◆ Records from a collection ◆
---------------

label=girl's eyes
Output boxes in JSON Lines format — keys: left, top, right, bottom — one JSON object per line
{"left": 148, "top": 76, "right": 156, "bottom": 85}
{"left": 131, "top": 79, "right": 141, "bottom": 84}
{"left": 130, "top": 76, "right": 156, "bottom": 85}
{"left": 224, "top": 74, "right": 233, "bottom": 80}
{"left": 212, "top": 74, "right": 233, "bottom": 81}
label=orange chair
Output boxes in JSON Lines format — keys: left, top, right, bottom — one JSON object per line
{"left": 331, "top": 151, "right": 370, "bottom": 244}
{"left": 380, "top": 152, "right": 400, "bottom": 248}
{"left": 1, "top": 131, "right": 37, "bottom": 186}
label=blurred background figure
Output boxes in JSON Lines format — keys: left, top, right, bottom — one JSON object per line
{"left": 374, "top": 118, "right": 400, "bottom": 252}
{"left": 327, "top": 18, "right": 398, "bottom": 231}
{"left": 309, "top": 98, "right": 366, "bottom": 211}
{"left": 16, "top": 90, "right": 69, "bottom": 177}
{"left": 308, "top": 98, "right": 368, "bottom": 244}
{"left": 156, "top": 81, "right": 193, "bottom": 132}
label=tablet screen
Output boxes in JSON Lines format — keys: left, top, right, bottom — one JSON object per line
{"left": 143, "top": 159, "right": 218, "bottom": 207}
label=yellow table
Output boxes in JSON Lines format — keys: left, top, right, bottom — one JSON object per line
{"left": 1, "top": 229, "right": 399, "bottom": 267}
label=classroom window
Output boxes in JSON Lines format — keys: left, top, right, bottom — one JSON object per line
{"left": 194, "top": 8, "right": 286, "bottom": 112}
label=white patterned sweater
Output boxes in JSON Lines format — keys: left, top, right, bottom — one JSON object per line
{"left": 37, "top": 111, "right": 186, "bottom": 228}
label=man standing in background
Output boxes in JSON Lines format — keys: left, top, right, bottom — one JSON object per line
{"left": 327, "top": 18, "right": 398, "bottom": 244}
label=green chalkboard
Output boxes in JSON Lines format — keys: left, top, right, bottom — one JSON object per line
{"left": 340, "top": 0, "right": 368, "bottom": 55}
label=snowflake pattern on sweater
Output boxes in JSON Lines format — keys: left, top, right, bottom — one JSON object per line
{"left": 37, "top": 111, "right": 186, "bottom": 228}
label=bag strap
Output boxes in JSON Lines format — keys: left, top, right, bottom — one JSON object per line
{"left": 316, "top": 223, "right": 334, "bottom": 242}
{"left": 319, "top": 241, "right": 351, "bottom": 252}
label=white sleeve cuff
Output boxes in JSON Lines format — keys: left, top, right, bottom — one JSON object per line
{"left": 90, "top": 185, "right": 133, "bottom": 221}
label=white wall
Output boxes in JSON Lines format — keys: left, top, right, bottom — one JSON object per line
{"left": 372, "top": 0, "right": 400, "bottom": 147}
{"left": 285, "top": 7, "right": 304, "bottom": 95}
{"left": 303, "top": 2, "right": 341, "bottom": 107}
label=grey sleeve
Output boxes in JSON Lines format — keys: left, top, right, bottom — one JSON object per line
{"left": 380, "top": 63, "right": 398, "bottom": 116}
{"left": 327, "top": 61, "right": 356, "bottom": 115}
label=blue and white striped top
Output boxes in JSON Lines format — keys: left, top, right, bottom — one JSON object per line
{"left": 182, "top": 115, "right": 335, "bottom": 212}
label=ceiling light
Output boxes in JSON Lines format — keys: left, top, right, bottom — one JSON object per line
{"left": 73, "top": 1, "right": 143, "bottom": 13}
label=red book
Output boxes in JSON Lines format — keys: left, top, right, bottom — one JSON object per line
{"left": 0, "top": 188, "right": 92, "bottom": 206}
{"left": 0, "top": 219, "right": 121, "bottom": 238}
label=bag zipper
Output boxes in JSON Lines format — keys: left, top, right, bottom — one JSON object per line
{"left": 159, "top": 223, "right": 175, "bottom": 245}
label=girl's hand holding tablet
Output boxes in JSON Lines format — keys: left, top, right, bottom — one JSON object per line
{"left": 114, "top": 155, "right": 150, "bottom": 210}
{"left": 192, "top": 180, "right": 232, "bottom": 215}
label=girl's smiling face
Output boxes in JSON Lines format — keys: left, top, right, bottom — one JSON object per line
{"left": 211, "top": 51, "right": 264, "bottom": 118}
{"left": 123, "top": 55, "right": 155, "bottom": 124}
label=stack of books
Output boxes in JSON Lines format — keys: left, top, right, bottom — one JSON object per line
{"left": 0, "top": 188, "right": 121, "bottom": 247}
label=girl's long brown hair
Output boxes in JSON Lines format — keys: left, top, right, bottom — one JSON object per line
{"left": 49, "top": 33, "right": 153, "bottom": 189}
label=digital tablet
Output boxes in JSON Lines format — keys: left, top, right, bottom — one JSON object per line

---------------

◆ PROBLEM DETAILS ◆
Of the lines above, count those containing the word "sweater", and give the number by itself.

◆ RESPONSE BELOW ◆
2